TEXT SEGMENT:
--------
[petsc-users] segfault in MatAssemblyEnd() when using large matrices on multi-core MAC OS-X

Matthew Knepley knepley at gmail.com
Mon Jul 30 17:11:49 CDT 2012


On Mon, Jul 30, 2012 at 5:04 PM, Ronald M. Caplan <caplanr at predsci.com>wrote:

> Hi everyone,
>
> I seem to have solved the problem.
>
> I was storing my entire matrix on node 0 and then calling MatAssembly
> (begin and end) on all nodes (which should have worked...).
>
> Apparently I was using too much space for the buffering or the like,
> because when I change the code so each node sets its own matrix values,
> than the MatAssemblyEnd does not seg fault.
>

Hmm, it should give a nice error, not SEGV so I am still interested in the
stack trace.


> Why should this be the case?   How many elements of a vector or matrix can
> a single node "set" before Assembly to distribute over all nodes?
>

If you are going to set a ton of elements, consider using
MAT_ASSEMBLY_FLUSH and calling Assembly a few times during the loop.

    Matt


>  - Ron C
>
>
>
>
> On Fri, Jul 27, 2012 at 2:14 PM, Ronald M. Caplan <caplanr at predsci.com>wrote:
>
>> Hi,
>>
>> I do not know how to get the stack trace.
>>
>> Attached is the code and makefile.
>>
>> The value of npts is set to 25 which is where the code crashes with more
>> than one core running.   If I set the npts to around 10, then the code
>> works with up to 12 processes (fast too!) but no more otherwise there is a
>> crash as well.
--------
DATA:

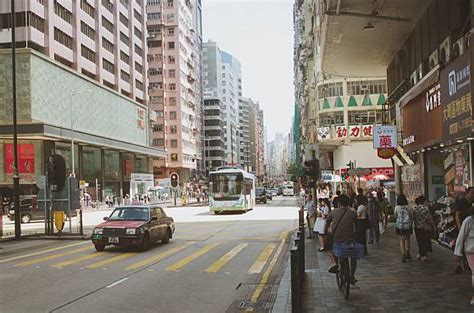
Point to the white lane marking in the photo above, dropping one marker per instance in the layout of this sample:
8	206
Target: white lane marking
116	283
--------
YOUR TASKS:
• a. Reproduce verbatim the passage of the PETSc mailing-list thread between "On Mon, Jul" and "should have worked...).", inclusive.
• b. In the PETSc mailing-list thread, what does the reply recommend when a very large number of elements will be set?
• c. Render this sentence from the PETSc mailing-list thread in Spanish: "If you are going to set a ton of elements, consider using MAT_ASSEMBLY_FLUSH and calling Assembly a few times during the loop."

WORKED SOLUTIONS:
• a.
On Mon, Jul 30, 2012 at 5:04 PM, Ronald M. Caplan <caplanr at predsci.com>wrote:

> Hi everyone,
>
> I seem to have solved the problem.
>
> I was storing my entire matrix on node 0 and then calling MatAssembly
> (begin and end) on all nodes (which should have worked...).

• b. Using MAT_ASSEMBLY_FLUSH and calling Assembly a few times during the loop.

• c. Si va a establecer una enorme cantidad de elementos, considere usar MAT_ASSEMBLY_FLUSH y llamar a Assembly unas cuantas veces durante el bucle.